▶ [JOB] Go through the entries below and retype them exactly, omitting each picture.

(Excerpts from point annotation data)
[start]
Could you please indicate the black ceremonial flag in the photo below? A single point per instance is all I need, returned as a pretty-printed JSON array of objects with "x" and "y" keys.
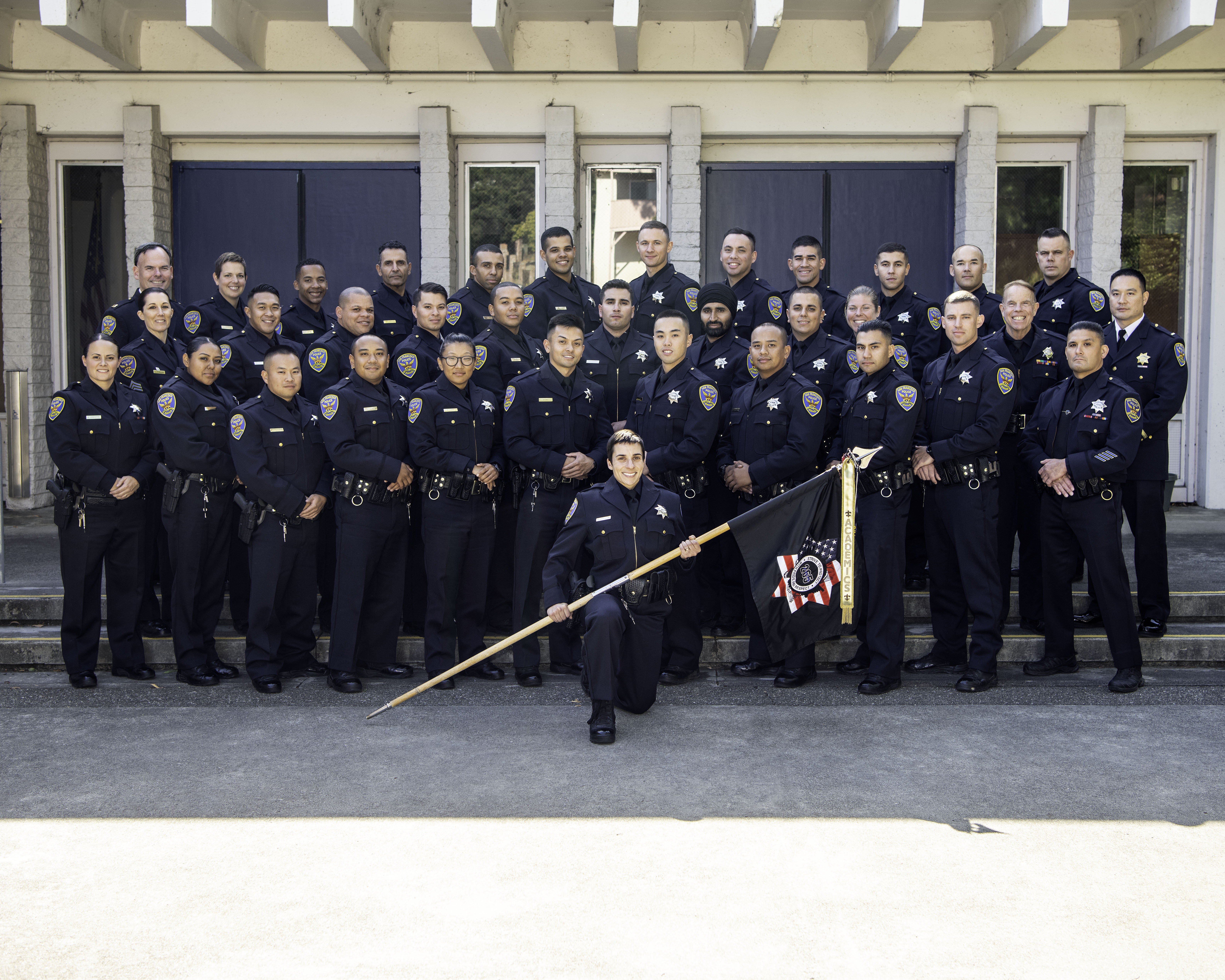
[{"x": 791, "y": 547}]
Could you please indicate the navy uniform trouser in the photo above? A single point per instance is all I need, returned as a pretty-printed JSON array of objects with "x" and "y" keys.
[
  {"x": 200, "y": 542},
  {"x": 459, "y": 546},
  {"x": 963, "y": 573},
  {"x": 1089, "y": 526},
  {"x": 1020, "y": 503},
  {"x": 113, "y": 536},
  {"x": 1145, "y": 505},
  {"x": 622, "y": 651},
  {"x": 541, "y": 518},
  {"x": 370, "y": 544},
  {"x": 881, "y": 628},
  {"x": 280, "y": 636}
]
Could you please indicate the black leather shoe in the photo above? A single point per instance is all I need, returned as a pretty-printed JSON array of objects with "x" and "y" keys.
[
  {"x": 344, "y": 682},
  {"x": 793, "y": 678},
  {"x": 1049, "y": 666},
  {"x": 1126, "y": 680},
  {"x": 198, "y": 677},
  {"x": 874, "y": 684},
  {"x": 602, "y": 726},
  {"x": 974, "y": 682},
  {"x": 141, "y": 673}
]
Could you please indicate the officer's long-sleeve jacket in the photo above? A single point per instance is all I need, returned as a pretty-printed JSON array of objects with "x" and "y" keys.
[
  {"x": 95, "y": 444},
  {"x": 1106, "y": 433},
  {"x": 678, "y": 421},
  {"x": 452, "y": 430},
  {"x": 967, "y": 406},
  {"x": 192, "y": 422},
  {"x": 279, "y": 451},
  {"x": 542, "y": 422},
  {"x": 366, "y": 428}
]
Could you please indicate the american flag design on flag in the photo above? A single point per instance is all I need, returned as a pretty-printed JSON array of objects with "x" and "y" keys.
[{"x": 812, "y": 576}]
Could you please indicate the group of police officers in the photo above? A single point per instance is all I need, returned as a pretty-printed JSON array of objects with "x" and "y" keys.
[{"x": 446, "y": 464}]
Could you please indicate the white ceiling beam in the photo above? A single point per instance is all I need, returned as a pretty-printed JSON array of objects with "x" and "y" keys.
[
  {"x": 625, "y": 31},
  {"x": 493, "y": 23},
  {"x": 87, "y": 26},
  {"x": 1156, "y": 27},
  {"x": 892, "y": 26},
  {"x": 762, "y": 32},
  {"x": 232, "y": 27},
  {"x": 1021, "y": 27}
]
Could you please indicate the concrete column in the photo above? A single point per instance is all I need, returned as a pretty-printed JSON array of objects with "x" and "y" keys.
[
  {"x": 560, "y": 169},
  {"x": 146, "y": 182},
  {"x": 1099, "y": 210},
  {"x": 974, "y": 201},
  {"x": 27, "y": 286},
  {"x": 685, "y": 177},
  {"x": 439, "y": 235}
]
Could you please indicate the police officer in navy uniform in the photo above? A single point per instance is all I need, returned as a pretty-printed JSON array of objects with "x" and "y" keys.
[
  {"x": 456, "y": 437},
  {"x": 1064, "y": 297},
  {"x": 468, "y": 310},
  {"x": 623, "y": 524},
  {"x": 152, "y": 269},
  {"x": 364, "y": 429},
  {"x": 560, "y": 291},
  {"x": 555, "y": 433},
  {"x": 1155, "y": 364},
  {"x": 758, "y": 302},
  {"x": 808, "y": 263},
  {"x": 618, "y": 357},
  {"x": 280, "y": 456},
  {"x": 881, "y": 412},
  {"x": 192, "y": 422},
  {"x": 221, "y": 317},
  {"x": 306, "y": 321},
  {"x": 328, "y": 359},
  {"x": 723, "y": 357},
  {"x": 392, "y": 304},
  {"x": 98, "y": 438},
  {"x": 967, "y": 268},
  {"x": 968, "y": 397},
  {"x": 771, "y": 441},
  {"x": 677, "y": 412},
  {"x": 1037, "y": 361},
  {"x": 661, "y": 290},
  {"x": 1080, "y": 441}
]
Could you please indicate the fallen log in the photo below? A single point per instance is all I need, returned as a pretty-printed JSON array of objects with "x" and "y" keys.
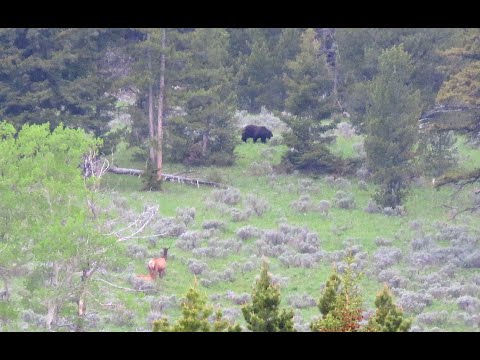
[{"x": 167, "y": 177}]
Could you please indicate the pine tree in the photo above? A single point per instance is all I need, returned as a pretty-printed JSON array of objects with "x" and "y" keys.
[
  {"x": 47, "y": 207},
  {"x": 309, "y": 99},
  {"x": 392, "y": 126},
  {"x": 341, "y": 303},
  {"x": 208, "y": 99},
  {"x": 263, "y": 314},
  {"x": 196, "y": 316},
  {"x": 57, "y": 75},
  {"x": 388, "y": 317}
]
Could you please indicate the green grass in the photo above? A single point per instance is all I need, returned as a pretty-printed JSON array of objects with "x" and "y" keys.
[{"x": 425, "y": 205}]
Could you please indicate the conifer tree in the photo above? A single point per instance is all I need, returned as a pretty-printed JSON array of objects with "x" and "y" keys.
[
  {"x": 341, "y": 303},
  {"x": 309, "y": 101},
  {"x": 264, "y": 314},
  {"x": 195, "y": 316},
  {"x": 392, "y": 126},
  {"x": 388, "y": 316}
]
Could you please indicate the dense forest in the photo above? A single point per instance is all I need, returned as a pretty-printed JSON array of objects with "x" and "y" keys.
[{"x": 135, "y": 195}]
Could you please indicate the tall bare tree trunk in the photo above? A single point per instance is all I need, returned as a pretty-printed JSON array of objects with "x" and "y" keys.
[
  {"x": 151, "y": 133},
  {"x": 204, "y": 143},
  {"x": 52, "y": 313},
  {"x": 329, "y": 45},
  {"x": 161, "y": 94}
]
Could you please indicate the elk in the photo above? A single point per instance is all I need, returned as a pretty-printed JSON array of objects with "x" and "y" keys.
[{"x": 158, "y": 265}]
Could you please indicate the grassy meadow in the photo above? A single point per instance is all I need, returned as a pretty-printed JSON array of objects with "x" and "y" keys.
[{"x": 305, "y": 226}]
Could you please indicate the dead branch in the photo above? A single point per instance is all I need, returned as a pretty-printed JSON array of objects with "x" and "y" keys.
[
  {"x": 139, "y": 224},
  {"x": 457, "y": 212},
  {"x": 118, "y": 287},
  {"x": 167, "y": 177}
]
[end]
▶ [CORRECT RESULT]
Could you please indicate the black ceremonial flag in the photo below? A single point per instance is all I need, returned as a pretty-printed JSON array of objects with "x" and "y" keys.
[{"x": 791, "y": 547}]
Could you please indicate the navy uniform trouser in the photo above? A single point per instance is all I need, returned as a pretty-printed JSON array of objects with "x" and "y" keys.
[
  {"x": 200, "y": 542},
  {"x": 459, "y": 546},
  {"x": 963, "y": 573},
  {"x": 1089, "y": 526},
  {"x": 1020, "y": 503},
  {"x": 113, "y": 536},
  {"x": 1145, "y": 505},
  {"x": 622, "y": 651},
  {"x": 541, "y": 518},
  {"x": 370, "y": 544},
  {"x": 881, "y": 628},
  {"x": 280, "y": 636}
]
Could you please indicate the black leather shoe in the photo above? A single point per instance is all I need, returned as a pretty-printed JSON array of objects with "x" and "y" keys.
[
  {"x": 344, "y": 682},
  {"x": 793, "y": 678},
  {"x": 1049, "y": 666},
  {"x": 1126, "y": 680},
  {"x": 198, "y": 677},
  {"x": 874, "y": 684},
  {"x": 602, "y": 726},
  {"x": 974, "y": 682},
  {"x": 141, "y": 673}
]
Could you please indicate the officer's long-sleeve jacket in the photo above? A single point per instance is all I need, returned as a pretty-printed JSON array of objects with "x" and "y" keys.
[
  {"x": 95, "y": 444},
  {"x": 1106, "y": 433},
  {"x": 678, "y": 421},
  {"x": 452, "y": 430},
  {"x": 967, "y": 406},
  {"x": 192, "y": 422},
  {"x": 279, "y": 451},
  {"x": 542, "y": 422},
  {"x": 366, "y": 428}
]
Could you please indicate the american flag design on flag in the photo above? A single point per instance is all I need, returned as a pretty-printed JSON array of objects with "x" and "y" keys.
[{"x": 812, "y": 576}]
Could you please indicate the group of police officers in the photo above? A single point per instance is all I need, returned as a pretty-printed JSON array of objects with "x" and "y" keys.
[{"x": 446, "y": 464}]
Could you please indicate the white ceiling beam in the photo above? A single point per instance is all I need, returned as a pretty-printed JSON array of objects with "x" and "y" keys.
[
  {"x": 625, "y": 31},
  {"x": 493, "y": 23},
  {"x": 87, "y": 26},
  {"x": 1156, "y": 27},
  {"x": 892, "y": 26},
  {"x": 762, "y": 32},
  {"x": 232, "y": 27},
  {"x": 1021, "y": 27}
]
Could you please indicate the concrete column in the photo above? A single point per instance is all I need, returned as a pretty-printed JSON array of objects with "x" and "y" keys.
[
  {"x": 560, "y": 169},
  {"x": 146, "y": 182},
  {"x": 1099, "y": 210},
  {"x": 974, "y": 201},
  {"x": 27, "y": 286},
  {"x": 685, "y": 177},
  {"x": 439, "y": 235}
]
Could you please indicate the police officer in navy uniform in the photo above? A single point per instance is all I need, returned as a pretty-printed JSON array of objects with "x" and "y" keys.
[
  {"x": 456, "y": 437},
  {"x": 1064, "y": 297},
  {"x": 468, "y": 310},
  {"x": 623, "y": 524},
  {"x": 152, "y": 269},
  {"x": 364, "y": 429},
  {"x": 560, "y": 291},
  {"x": 555, "y": 433},
  {"x": 1155, "y": 364},
  {"x": 758, "y": 302},
  {"x": 808, "y": 263},
  {"x": 618, "y": 357},
  {"x": 280, "y": 456},
  {"x": 881, "y": 412},
  {"x": 192, "y": 422},
  {"x": 221, "y": 317},
  {"x": 306, "y": 321},
  {"x": 328, "y": 359},
  {"x": 723, "y": 357},
  {"x": 392, "y": 304},
  {"x": 98, "y": 438},
  {"x": 967, "y": 268},
  {"x": 968, "y": 397},
  {"x": 771, "y": 441},
  {"x": 677, "y": 412},
  {"x": 1037, "y": 361},
  {"x": 661, "y": 290},
  {"x": 1080, "y": 441}
]
Could you please indicate the fallen log in the photo below? A single point per instance is all I need, returned as a pretty-printed JSON array of objects with "x" and "y" keys.
[{"x": 167, "y": 177}]
Could you please indicate the pine tree in the photo above? A single point per instance is all I need, returned as a pretty-printed JSON array of objects with "x" and "y" keys.
[
  {"x": 47, "y": 207},
  {"x": 309, "y": 99},
  {"x": 392, "y": 126},
  {"x": 341, "y": 303},
  {"x": 208, "y": 99},
  {"x": 263, "y": 314},
  {"x": 196, "y": 316},
  {"x": 57, "y": 75},
  {"x": 388, "y": 317}
]
Could you please indicate the green grass in the photo above? A single point per instance is all I need, returned as a pretty-printed JSON array of objects with "x" and "y" keys.
[{"x": 425, "y": 205}]
Could you please indicate the conifer tree in the photo above? A single point per instance is all I need, returned as a pretty-printed JSON array of objects with "x" and "y" keys.
[
  {"x": 341, "y": 303},
  {"x": 309, "y": 101},
  {"x": 264, "y": 314},
  {"x": 195, "y": 316},
  {"x": 392, "y": 126},
  {"x": 388, "y": 316}
]
Could you please indicate the dense forest in the photo above? A single point per instance is all I need, returned as a pretty-printed JSON array of objects with "x" and "y" keys.
[{"x": 135, "y": 195}]
Could you please indicate the tall bare tree trunk in the photo above? A single point per instance is all I need, returned as a pretty-printed JSON array of objects with "x" and "y" keys.
[
  {"x": 151, "y": 133},
  {"x": 204, "y": 143},
  {"x": 52, "y": 313},
  {"x": 329, "y": 45},
  {"x": 161, "y": 94}
]
Could you please indicate the elk in the photo above? A single point per instance is all I need, returned as a pretty-printed JSON array of objects with "x" and "y" keys.
[{"x": 158, "y": 265}]
Could you please indicate the grassy meadow in the photo above? A single point per instance is all I need, returned as a pretty-printed JSON array of objects with "x" and "y" keys.
[{"x": 305, "y": 226}]
Could you please indicate the dead branch in the photo above? A single point per instance is all I need, returned as a pretty-printed JSON array of objects with "x" and "y" keys.
[
  {"x": 139, "y": 224},
  {"x": 457, "y": 212},
  {"x": 118, "y": 287},
  {"x": 167, "y": 177}
]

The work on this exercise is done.